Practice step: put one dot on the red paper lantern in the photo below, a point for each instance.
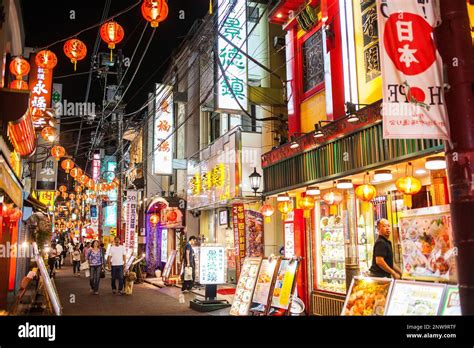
(75, 50)
(19, 85)
(57, 152)
(22, 135)
(155, 11)
(112, 33)
(46, 59)
(19, 67)
(67, 165)
(76, 172)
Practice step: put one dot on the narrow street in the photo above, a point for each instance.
(145, 300)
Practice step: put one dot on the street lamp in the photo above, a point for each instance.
(255, 179)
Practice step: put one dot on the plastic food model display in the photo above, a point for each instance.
(331, 257)
(428, 250)
(368, 296)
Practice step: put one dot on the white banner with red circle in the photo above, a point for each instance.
(412, 79)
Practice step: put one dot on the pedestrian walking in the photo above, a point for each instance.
(96, 264)
(189, 265)
(76, 261)
(86, 250)
(116, 262)
(59, 249)
(52, 254)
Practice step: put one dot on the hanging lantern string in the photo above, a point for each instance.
(92, 26)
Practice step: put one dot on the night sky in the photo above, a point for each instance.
(48, 21)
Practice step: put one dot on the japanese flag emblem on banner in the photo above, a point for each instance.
(412, 80)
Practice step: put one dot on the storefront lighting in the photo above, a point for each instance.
(435, 163)
(313, 191)
(284, 197)
(382, 175)
(344, 184)
(255, 180)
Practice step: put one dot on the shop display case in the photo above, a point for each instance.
(331, 274)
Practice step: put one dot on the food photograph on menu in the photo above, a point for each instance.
(367, 296)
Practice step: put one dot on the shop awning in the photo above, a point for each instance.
(35, 204)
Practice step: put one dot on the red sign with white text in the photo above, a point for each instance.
(413, 95)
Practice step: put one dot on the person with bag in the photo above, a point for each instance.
(116, 262)
(96, 265)
(76, 261)
(189, 265)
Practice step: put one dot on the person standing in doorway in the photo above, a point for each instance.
(189, 262)
(116, 262)
(382, 261)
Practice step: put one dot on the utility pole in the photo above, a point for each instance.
(455, 45)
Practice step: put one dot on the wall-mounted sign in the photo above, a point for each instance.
(164, 245)
(163, 130)
(234, 62)
(131, 220)
(412, 71)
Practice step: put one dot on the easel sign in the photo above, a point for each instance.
(284, 287)
(169, 264)
(46, 283)
(263, 288)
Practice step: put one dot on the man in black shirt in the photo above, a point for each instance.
(382, 261)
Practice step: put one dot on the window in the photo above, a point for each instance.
(313, 61)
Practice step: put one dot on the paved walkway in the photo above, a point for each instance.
(145, 300)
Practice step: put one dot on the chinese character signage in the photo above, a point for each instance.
(163, 130)
(41, 88)
(212, 265)
(413, 98)
(238, 219)
(47, 170)
(131, 220)
(233, 61)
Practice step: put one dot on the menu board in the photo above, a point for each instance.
(452, 304)
(169, 264)
(367, 296)
(245, 287)
(415, 298)
(427, 244)
(48, 282)
(284, 284)
(264, 284)
(212, 265)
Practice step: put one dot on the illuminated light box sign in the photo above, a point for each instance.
(233, 61)
(163, 130)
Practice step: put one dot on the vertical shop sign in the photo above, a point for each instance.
(46, 171)
(254, 233)
(131, 220)
(413, 96)
(238, 218)
(163, 131)
(234, 62)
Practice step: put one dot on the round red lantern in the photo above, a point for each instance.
(19, 67)
(112, 33)
(155, 11)
(76, 172)
(46, 59)
(67, 165)
(57, 152)
(19, 85)
(75, 50)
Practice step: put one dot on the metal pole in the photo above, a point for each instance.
(455, 45)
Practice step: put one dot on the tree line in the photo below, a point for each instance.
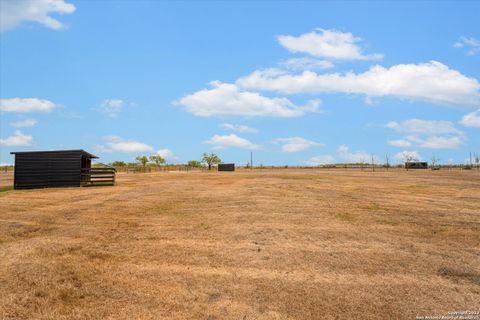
(207, 160)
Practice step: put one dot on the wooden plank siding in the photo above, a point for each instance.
(226, 167)
(46, 169)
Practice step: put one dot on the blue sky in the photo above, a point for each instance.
(295, 82)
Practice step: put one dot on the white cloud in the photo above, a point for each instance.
(117, 144)
(14, 12)
(319, 160)
(238, 128)
(296, 144)
(225, 99)
(423, 126)
(167, 154)
(437, 142)
(433, 82)
(111, 107)
(329, 44)
(17, 140)
(305, 63)
(472, 119)
(23, 105)
(26, 123)
(400, 143)
(427, 134)
(232, 140)
(471, 43)
(407, 156)
(353, 157)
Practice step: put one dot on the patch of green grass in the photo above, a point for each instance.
(388, 221)
(345, 216)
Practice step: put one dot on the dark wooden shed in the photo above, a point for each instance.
(60, 168)
(226, 167)
(416, 165)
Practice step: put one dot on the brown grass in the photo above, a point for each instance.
(276, 244)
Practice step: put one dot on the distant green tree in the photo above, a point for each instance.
(143, 160)
(158, 160)
(211, 159)
(194, 164)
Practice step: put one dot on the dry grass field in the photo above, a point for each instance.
(276, 244)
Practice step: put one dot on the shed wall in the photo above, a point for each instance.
(43, 170)
(226, 167)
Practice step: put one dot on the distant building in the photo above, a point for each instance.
(226, 167)
(416, 165)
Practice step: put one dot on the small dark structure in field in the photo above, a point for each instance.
(416, 165)
(226, 167)
(61, 168)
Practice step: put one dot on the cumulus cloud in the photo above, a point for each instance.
(432, 82)
(399, 143)
(437, 142)
(17, 140)
(407, 156)
(231, 141)
(353, 157)
(331, 44)
(225, 99)
(319, 160)
(167, 154)
(23, 105)
(112, 107)
(423, 126)
(472, 119)
(14, 12)
(296, 144)
(431, 134)
(471, 44)
(25, 123)
(306, 63)
(117, 144)
(238, 128)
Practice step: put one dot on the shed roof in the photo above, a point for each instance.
(81, 151)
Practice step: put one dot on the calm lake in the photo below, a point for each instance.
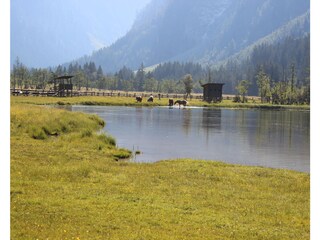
(277, 139)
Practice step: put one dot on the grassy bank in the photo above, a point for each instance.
(125, 101)
(68, 182)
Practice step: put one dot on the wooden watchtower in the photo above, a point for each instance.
(212, 92)
(63, 86)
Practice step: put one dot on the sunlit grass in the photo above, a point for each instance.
(73, 184)
(130, 101)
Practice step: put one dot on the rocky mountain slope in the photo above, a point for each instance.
(203, 31)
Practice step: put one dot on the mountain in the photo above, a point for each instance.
(204, 31)
(47, 33)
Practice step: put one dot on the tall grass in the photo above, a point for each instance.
(72, 185)
(126, 101)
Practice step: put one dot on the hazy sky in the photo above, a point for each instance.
(46, 32)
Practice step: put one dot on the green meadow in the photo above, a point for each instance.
(70, 181)
(130, 101)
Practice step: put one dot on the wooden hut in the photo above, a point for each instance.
(212, 92)
(63, 86)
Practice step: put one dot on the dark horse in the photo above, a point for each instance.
(181, 102)
(139, 99)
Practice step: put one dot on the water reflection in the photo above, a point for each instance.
(278, 139)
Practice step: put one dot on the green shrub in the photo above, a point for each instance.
(86, 133)
(107, 139)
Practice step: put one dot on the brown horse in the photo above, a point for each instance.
(181, 102)
(139, 99)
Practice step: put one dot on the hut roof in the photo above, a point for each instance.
(207, 84)
(64, 77)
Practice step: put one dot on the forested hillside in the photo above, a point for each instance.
(202, 31)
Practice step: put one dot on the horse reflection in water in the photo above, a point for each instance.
(181, 102)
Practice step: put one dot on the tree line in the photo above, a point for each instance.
(279, 73)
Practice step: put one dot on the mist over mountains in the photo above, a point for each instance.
(203, 31)
(47, 33)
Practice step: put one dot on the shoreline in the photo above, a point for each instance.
(125, 101)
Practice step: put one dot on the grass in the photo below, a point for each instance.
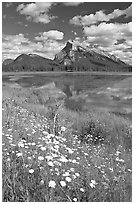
(55, 154)
(39, 166)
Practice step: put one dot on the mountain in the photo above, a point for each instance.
(30, 62)
(78, 58)
(7, 61)
(71, 58)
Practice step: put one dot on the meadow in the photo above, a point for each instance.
(59, 144)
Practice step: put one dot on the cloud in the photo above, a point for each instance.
(52, 34)
(8, 4)
(37, 12)
(14, 45)
(100, 16)
(72, 3)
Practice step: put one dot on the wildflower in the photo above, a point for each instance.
(19, 154)
(74, 177)
(63, 159)
(8, 159)
(21, 144)
(40, 158)
(41, 182)
(45, 132)
(77, 174)
(63, 183)
(63, 129)
(66, 174)
(70, 151)
(31, 171)
(52, 184)
(43, 148)
(57, 163)
(82, 189)
(74, 161)
(50, 163)
(93, 183)
(75, 199)
(68, 179)
(49, 157)
(71, 169)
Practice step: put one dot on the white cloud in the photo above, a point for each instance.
(52, 34)
(8, 4)
(72, 3)
(37, 12)
(100, 16)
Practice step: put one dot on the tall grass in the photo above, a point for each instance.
(93, 155)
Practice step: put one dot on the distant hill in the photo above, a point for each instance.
(77, 58)
(30, 62)
(71, 58)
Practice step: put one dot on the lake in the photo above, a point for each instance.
(105, 91)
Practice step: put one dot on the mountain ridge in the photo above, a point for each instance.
(72, 57)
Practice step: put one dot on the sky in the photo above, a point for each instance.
(43, 28)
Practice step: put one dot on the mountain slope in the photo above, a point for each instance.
(89, 59)
(71, 58)
(7, 61)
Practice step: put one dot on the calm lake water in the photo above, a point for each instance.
(91, 89)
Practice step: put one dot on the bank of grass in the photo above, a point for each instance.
(90, 161)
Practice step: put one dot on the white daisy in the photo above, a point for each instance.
(63, 183)
(68, 179)
(40, 158)
(31, 171)
(52, 184)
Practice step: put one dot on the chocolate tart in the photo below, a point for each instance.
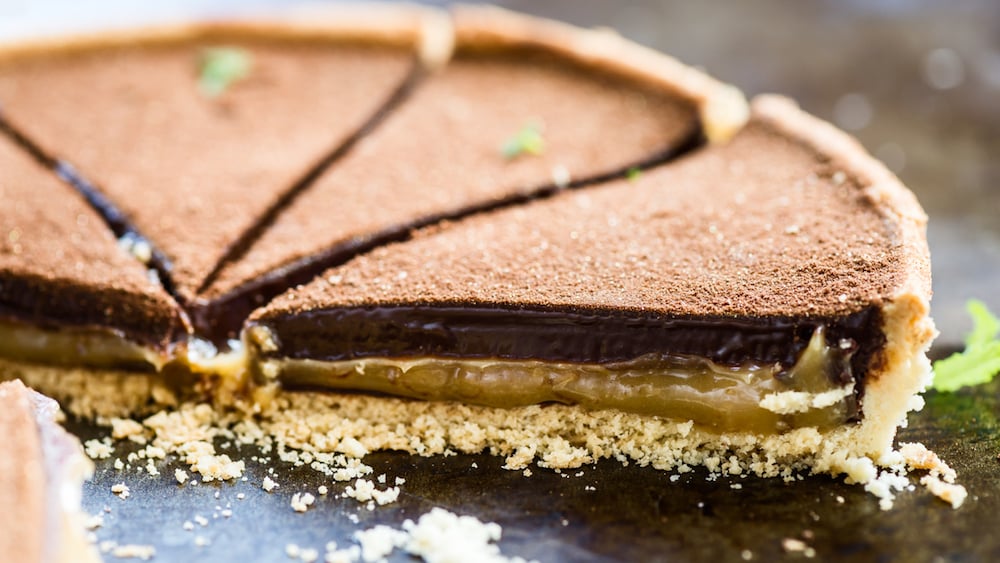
(601, 105)
(774, 282)
(761, 285)
(41, 474)
(191, 169)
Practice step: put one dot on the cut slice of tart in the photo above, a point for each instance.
(525, 107)
(42, 470)
(769, 288)
(195, 133)
(69, 294)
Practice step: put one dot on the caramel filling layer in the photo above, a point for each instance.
(76, 347)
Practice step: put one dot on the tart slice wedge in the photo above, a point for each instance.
(42, 470)
(525, 107)
(767, 289)
(195, 133)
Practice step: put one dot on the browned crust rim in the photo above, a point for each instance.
(402, 26)
(722, 107)
(890, 198)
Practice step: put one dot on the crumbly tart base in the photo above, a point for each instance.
(554, 436)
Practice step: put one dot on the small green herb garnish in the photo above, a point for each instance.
(528, 140)
(981, 359)
(220, 67)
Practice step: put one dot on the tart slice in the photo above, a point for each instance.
(196, 133)
(771, 289)
(524, 107)
(41, 471)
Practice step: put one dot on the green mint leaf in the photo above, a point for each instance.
(220, 67)
(528, 141)
(980, 361)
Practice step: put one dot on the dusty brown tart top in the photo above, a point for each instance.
(768, 225)
(194, 171)
(61, 266)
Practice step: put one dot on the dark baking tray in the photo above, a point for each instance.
(817, 52)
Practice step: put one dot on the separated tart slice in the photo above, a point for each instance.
(523, 108)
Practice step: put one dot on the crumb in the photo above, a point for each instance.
(361, 491)
(302, 502)
(792, 545)
(144, 552)
(268, 484)
(387, 496)
(98, 449)
(948, 492)
(94, 521)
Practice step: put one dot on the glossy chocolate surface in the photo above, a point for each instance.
(601, 337)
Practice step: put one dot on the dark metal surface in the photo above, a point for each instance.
(630, 514)
(917, 82)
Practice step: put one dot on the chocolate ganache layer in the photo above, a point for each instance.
(575, 336)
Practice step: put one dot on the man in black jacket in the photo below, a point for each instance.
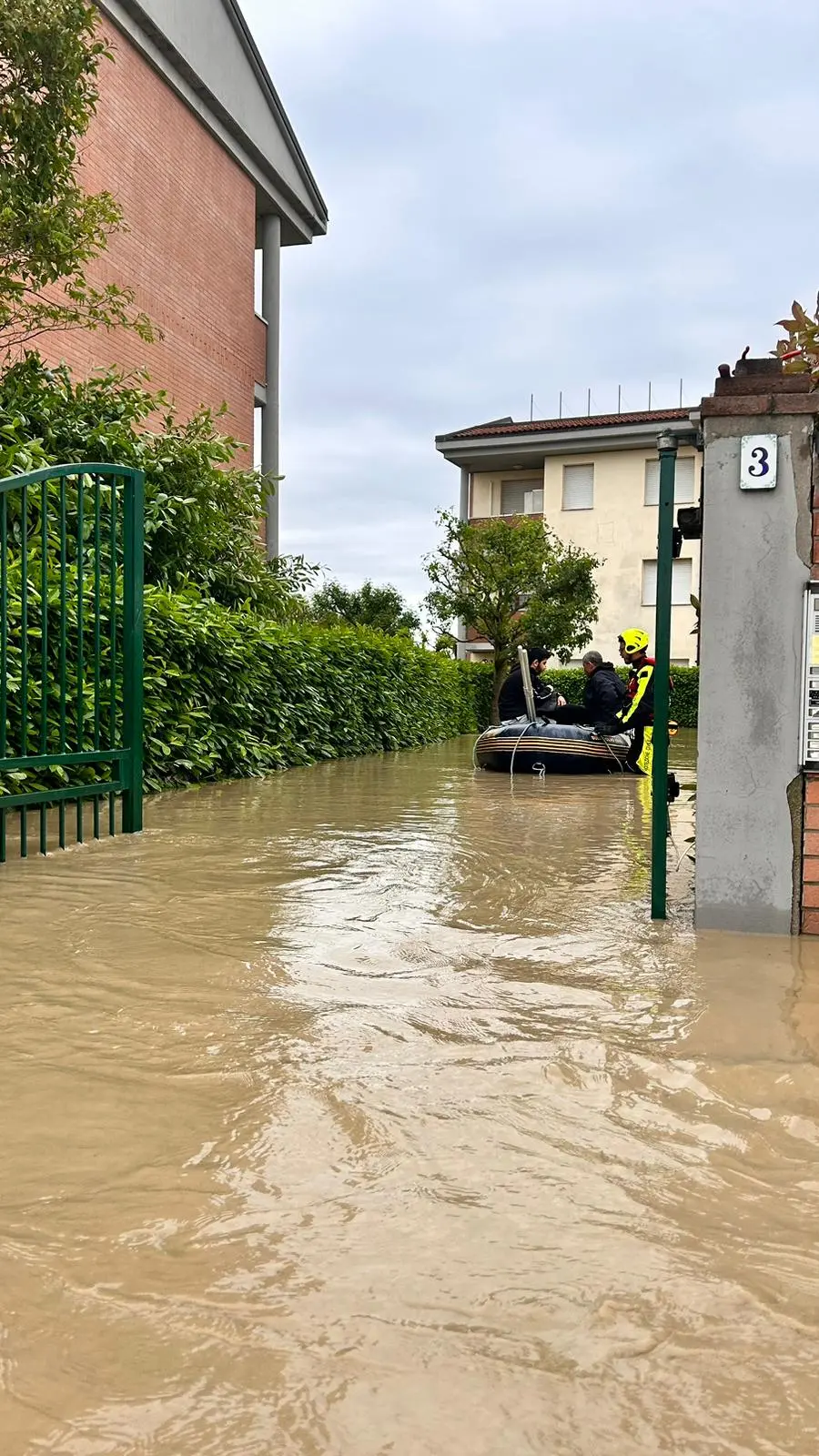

**Task brief**
The lines wanted run from the line containing "Practice step: put one dot on the glossy" through the end of the entries; return them exactly, both ends included, and keep pictures out.

**Written response**
Practice step: put one dot on the glossy chocolate surface in the photo above, a point for each instance.
(601, 337)
Practice step: put one dot on the dark metal surface in the photo above, a point for each instance.
(630, 514)
(917, 82)
Practice step: put one dot on the chocolate ganache layer in the photo above, a point for each instance.
(575, 336)
Practice step: put one dot on the man in black jacket in the photo below, a point for each instance.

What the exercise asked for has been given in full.